* Page excerpt *
──────────────────────────────
William Jordan v. Lemuel Sawyer. Circuit Court Report


Negro William Jordan v. Lemuel Sawyer.

To obtain freedom under the Maryland Act of 1796, c. 67, the slave must have been imported "for sale," or "to reside."

The Court will not compel a party to join in a demurrer to the evidence, unless the other party will admit all such facts as might be fairly inferred from the evidence.

A slave imported into the county of Washington for sale, and sold within three years after such importation, is entitled to freedom, although the object and intention of both purchaser and seller were that the slave so purchased should be carried, forthwith, out of the District of Columbia, by the purchaser.


Quœre, whether the actual sale of the slave, within three years after the importation, is conclusive evidence that the importation was "for sale."

The Act of Maryland of 1796, c. 67, concerning the importation of slaves, is in force in the county of Washington, although in terms it is applicable only to the State of Maryland.

This was a petitioner for freedom.

Mr. Hay, for the defendant, offered to demur to the plaintiff's evidence.

Mr. Cox and Mr. Key, for the plaintiff, refused to join in the demurrer, unless the defendant would admit that the petitioner was imported by one Peyton "for sale;" and contended that upon a demurrer to evidence the party demurring must admit all the facts which the evidence conduces to prove; and cited Tidd, 854; Phil. on Ev. 216; and the case of Patty v. Edelin, in this Court at January term, 1802, (1 Cranch, C. C. 60.)

The Court (Thruston, J., absent,) said that when a demurrer to evidence is joined, the Court is to draw all the inferences of fact which a jury could reasonably draw; and that a party cannot be compelled to join in the demurrer, unless the party demurring will admit all the facts which the jury could reasonably infer from the evidence.

The Court was of opinion that the jury, from the evidence, might infer that the petitioner was imported "for sale," and refused to compel him to join in the demurrer unless the defendant would admit that fact. Mr. Hay, for the defendant, took a bill of exceptions to the Court's refusal to compel the petitioner to join in demurrer.

Mr. Hay, then contended that this county was not a part of the State of Maryland in 1796, when the act was passed, so that it was never in force here, and therefore could not continue in force here under the Act of Congress of the 27th of February, 1801, [1 Stat. at Large, 103.] This part of the district was ceded by Maryland to the United States, on the 19th of December, 1791, and ceased to be a part of that State.

The Court (Thruston, J., absent,) stopped Mr. Hay, and told him that the question had been long settled, both by this Court and the courts of Maryland, that the jurisdiction of Maryland continued until Congress provided by law for the government of the District, which did not take place till the 27th of February, 1801, and that the Maryland Act of 1796, c. 67, was adopted with the other laws of Maryland, by the Act of Congress of 27th February, 1801, [1 Stat. at Large, 103.] That this Court would not now undertake to overrule all the decisions which have been had upon those points, and declined hearing any further argument thereon.
──────────────────────────────
* Records supplied *
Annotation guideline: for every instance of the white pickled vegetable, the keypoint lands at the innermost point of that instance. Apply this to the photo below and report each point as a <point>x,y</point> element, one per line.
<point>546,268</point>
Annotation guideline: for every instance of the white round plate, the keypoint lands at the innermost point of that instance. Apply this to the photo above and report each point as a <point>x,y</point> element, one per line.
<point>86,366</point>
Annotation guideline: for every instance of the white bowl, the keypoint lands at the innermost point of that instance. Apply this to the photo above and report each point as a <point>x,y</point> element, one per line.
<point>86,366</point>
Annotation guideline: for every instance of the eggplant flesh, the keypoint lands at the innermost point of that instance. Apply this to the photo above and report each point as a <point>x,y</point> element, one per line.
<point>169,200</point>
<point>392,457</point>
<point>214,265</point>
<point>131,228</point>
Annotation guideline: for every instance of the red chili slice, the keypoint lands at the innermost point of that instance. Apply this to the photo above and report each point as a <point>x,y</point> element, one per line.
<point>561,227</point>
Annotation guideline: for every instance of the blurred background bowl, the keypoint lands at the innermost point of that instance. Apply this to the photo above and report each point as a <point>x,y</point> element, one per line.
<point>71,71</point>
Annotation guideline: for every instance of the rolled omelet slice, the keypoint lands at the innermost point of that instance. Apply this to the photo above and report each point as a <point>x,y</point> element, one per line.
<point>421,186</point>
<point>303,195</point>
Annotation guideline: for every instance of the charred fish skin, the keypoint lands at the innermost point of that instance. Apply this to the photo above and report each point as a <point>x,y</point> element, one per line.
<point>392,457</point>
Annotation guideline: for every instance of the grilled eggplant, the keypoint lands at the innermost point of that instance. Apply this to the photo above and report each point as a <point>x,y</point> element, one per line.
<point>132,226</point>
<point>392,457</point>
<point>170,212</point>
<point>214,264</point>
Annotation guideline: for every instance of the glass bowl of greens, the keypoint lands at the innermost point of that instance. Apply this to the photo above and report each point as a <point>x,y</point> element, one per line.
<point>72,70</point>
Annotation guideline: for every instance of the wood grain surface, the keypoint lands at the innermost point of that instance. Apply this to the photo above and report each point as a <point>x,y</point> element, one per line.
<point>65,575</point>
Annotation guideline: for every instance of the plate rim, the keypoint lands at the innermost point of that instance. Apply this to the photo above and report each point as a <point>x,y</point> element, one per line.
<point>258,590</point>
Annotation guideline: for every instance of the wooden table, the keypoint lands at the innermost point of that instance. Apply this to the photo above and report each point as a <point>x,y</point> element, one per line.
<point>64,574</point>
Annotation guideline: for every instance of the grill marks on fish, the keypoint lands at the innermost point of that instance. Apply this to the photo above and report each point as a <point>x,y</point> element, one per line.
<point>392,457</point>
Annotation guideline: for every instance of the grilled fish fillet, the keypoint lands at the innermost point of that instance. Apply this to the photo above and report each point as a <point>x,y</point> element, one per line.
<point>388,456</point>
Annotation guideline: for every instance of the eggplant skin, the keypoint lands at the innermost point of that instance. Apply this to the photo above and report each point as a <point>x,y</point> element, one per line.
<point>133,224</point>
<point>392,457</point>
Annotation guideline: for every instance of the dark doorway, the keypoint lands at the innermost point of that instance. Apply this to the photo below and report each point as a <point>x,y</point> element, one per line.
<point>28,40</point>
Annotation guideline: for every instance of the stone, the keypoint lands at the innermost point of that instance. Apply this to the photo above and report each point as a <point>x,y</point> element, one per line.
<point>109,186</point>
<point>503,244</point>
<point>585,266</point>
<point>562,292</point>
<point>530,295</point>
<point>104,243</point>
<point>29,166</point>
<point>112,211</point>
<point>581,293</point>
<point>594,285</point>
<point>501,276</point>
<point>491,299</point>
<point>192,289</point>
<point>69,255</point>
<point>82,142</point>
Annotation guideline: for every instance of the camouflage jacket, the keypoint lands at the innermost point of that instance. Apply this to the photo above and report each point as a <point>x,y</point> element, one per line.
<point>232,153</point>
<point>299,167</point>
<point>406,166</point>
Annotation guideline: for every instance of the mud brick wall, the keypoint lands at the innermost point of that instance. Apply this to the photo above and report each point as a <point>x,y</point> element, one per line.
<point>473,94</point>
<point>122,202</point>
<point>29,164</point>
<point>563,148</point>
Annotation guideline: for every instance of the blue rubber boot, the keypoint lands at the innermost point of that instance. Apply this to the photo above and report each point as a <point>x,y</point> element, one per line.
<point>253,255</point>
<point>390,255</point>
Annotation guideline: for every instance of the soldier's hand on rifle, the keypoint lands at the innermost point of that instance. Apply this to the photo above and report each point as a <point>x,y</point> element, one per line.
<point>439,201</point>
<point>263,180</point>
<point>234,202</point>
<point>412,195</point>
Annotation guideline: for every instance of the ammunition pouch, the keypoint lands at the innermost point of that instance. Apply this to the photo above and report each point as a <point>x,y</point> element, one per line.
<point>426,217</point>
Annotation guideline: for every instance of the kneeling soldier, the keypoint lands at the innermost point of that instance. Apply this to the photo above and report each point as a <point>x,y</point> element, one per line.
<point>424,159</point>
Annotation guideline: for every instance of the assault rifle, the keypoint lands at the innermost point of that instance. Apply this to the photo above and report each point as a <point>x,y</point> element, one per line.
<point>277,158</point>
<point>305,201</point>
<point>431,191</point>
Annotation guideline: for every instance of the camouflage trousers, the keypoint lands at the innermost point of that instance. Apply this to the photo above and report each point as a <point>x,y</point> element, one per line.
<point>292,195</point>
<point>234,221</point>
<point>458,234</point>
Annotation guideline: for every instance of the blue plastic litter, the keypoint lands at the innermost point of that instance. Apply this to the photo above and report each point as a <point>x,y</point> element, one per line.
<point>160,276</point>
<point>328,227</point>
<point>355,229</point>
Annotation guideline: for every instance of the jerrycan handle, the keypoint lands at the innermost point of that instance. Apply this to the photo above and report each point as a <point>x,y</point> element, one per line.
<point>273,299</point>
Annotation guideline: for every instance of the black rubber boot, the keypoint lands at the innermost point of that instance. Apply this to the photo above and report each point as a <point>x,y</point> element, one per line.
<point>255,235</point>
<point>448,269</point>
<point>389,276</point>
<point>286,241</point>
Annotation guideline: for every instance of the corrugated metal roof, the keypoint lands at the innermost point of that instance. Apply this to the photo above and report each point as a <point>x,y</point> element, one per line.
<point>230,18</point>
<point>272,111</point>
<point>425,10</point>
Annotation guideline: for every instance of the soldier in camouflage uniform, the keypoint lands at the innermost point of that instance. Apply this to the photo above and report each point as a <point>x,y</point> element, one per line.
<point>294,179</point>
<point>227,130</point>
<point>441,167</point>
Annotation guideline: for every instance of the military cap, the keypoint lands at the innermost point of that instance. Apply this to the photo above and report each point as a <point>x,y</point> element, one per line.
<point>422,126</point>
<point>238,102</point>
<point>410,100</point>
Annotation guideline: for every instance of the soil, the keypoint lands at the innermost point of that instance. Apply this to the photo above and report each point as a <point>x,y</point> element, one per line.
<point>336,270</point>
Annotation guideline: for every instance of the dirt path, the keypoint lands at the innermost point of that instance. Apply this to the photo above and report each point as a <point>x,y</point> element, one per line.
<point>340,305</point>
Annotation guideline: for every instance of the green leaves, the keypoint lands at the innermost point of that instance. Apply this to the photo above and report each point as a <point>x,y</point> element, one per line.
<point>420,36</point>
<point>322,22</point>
──────────────────────────────
* What you need to do *
1/ Please quote the part of the court report that opens with the words containing "To obtain freedom" and closes with "by the purchaser.".
2/ Decide whether each statement agrees with the court report, answering yes or no and quoting the words of the report that settle it: (a) Mr. Hay appeared for the plaintiff. (b) Maryland ceded this part of the district to the United States on the 19th of December, 1791. (c) The Court agreed to hear further argument on whether the Maryland Act of 1796 was in force in the county.
The items stand apart from the court report and are separate material.

* Answers given *
1/
To obtain freedom under the Maryland Act of 1796, c. 67, the slave must have been imported "for sale," or "to reside."

The Court will not compel a party to join in a demurrer to the evidence, unless the other party will admit all such facts as might be fairly inferred from the evidence.

A slave imported into the county of Washington for sale, and sold within three years after such importation, is entitled to freedom, although the object and intention of both purchaser and seller were that the slave so purchased should be carried, forthwith, out of the District of Columbia, by the purchaser.

2/
(a) No: "Mr. Hay, for the defendant, offered to demur to the plaintiff's evidence."
(b) Yes: "This part of the district was ceded by Maryland to the United States, on the 19th of December, 1791"
(c) No: "declined hearing any further argument thereon."